====== Exercise materials ======
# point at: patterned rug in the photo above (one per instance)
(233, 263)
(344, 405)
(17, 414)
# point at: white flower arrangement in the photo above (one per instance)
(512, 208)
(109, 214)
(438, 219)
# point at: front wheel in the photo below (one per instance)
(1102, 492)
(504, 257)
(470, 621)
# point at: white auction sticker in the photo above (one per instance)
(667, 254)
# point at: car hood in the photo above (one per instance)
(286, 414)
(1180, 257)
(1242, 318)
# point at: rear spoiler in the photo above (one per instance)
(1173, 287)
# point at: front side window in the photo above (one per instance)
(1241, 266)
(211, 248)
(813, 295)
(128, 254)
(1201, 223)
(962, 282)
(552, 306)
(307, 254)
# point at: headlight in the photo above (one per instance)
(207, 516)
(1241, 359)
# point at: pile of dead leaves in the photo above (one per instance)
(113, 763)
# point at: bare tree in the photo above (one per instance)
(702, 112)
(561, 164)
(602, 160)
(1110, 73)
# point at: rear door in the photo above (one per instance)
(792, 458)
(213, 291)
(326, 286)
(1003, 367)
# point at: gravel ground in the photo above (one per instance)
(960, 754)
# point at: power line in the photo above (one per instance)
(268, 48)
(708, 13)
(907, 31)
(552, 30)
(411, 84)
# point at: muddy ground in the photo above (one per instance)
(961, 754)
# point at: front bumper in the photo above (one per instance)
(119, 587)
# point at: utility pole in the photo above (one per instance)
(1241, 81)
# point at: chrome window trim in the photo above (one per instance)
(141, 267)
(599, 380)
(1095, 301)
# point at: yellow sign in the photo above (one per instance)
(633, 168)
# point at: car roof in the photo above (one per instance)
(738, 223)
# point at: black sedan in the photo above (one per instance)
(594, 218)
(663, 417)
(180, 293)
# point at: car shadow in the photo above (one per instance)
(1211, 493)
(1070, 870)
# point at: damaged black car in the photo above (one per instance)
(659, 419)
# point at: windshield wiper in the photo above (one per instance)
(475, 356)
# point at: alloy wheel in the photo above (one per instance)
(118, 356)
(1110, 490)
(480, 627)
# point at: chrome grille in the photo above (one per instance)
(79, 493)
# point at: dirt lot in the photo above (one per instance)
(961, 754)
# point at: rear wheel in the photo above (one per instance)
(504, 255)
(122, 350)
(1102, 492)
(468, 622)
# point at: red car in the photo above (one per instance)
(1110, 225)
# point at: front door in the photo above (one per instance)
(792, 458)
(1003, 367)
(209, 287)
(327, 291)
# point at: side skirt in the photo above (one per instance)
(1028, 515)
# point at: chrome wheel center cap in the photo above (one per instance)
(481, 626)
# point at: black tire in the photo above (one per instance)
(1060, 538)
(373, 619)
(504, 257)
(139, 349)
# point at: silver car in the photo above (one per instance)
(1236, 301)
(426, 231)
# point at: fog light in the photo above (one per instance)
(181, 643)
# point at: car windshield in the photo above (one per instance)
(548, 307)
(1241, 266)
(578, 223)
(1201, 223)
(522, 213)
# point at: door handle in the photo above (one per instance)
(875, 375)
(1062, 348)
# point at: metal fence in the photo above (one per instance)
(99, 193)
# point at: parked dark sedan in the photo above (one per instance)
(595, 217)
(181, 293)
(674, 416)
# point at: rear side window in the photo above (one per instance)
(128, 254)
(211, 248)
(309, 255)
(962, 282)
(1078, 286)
======
Stated exercise: Every line of the data above should be reproduced word for word.

Finished task:
# point at: patterned rug in the photo above (one per instance)
(233, 263)
(344, 405)
(17, 414)
# point at: white flower arrangement in the photo above (one per instance)
(512, 208)
(109, 214)
(438, 219)
# point at: front wheel in the photo below (one per instance)
(1102, 492)
(504, 257)
(470, 621)
# point at: white auction sticker in the photo above (one per instance)
(667, 254)
# point at: car hood in the photo above (one per instance)
(286, 414)
(1180, 257)
(1242, 318)
# point at: rear spoiler in the photo above (one per instance)
(1173, 287)
# point at: front side window in the photo above (one per instance)
(1241, 266)
(211, 248)
(813, 295)
(128, 254)
(1201, 223)
(962, 282)
(552, 306)
(307, 254)
# point at: headlight in the photo above (one per instance)
(207, 516)
(1241, 359)
# point at: pile of dead leaves in the photo above (one per instance)
(113, 763)
# point at: bare tree in the photo above (one per instance)
(702, 112)
(561, 164)
(602, 160)
(1110, 73)
# point at: rear door in the photo above (one per instance)
(792, 458)
(213, 291)
(326, 286)
(1003, 367)
# point at: gravel ground in the photo above (one per instance)
(960, 754)
# point at: power line in the photo above (one per instance)
(268, 48)
(708, 13)
(907, 31)
(552, 30)
(411, 84)
# point at: muddy ground in the photo above (one per instance)
(961, 754)
# point at: front bumper in the photo above (one per instance)
(119, 587)
# point at: utility pole in the photo above (one per instance)
(1241, 81)
# point at: chrome window trim in the photo above (one per instance)
(141, 267)
(599, 380)
(1095, 301)
# point at: yellow sign in the photo above (one per instance)
(633, 168)
# point at: car roof in the photo above (one per instance)
(738, 223)
# point at: black sedan in the photo above (one per instance)
(594, 218)
(663, 417)
(180, 293)
# point at: car shadow in the photo above (one per instance)
(1211, 493)
(1070, 870)
# point at: damaged black car in the photo above (one per instance)
(659, 419)
# point at: windshield wiper in the photo above (one per instance)
(475, 356)
# point at: alloy wheel in the photo above (one per instance)
(118, 356)
(1110, 490)
(480, 627)
# point at: chrome grille in the photo above (one per instance)
(79, 493)
# point at: dirt lot in the photo above (one per instance)
(961, 754)
# point at: rear wheel in the photo above (one per instance)
(504, 255)
(122, 350)
(1102, 492)
(468, 622)
# point at: red car in the photo above (one per instance)
(1110, 225)
# point at: front door in the photo above (one per instance)
(792, 458)
(1003, 367)
(209, 287)
(327, 291)
# point at: side skirt in the photo above (one per instance)
(1028, 515)
# point at: chrome wheel center cap in the photo above (one per instance)
(481, 626)
# point at: black tire in the photo above (one per instance)
(1060, 538)
(373, 619)
(504, 257)
(139, 349)
# point at: silver car in the photo above (one per instance)
(1236, 301)
(426, 231)
# point at: fog light in the photo above (one per instance)
(181, 643)
# point at: car windshield in the photo above (one per instance)
(548, 307)
(1241, 266)
(578, 223)
(1201, 223)
(522, 213)
# point at: door handle in the photo above (one per instance)
(875, 375)
(1062, 348)
# point at: metal fence in the photo above (one per instance)
(99, 193)
# point at: parked dark sedan in the photo above (one per instance)
(595, 217)
(181, 293)
(674, 416)
# point at: rear side window in the photo above (one per instance)
(128, 254)
(211, 248)
(309, 255)
(962, 282)
(1078, 286)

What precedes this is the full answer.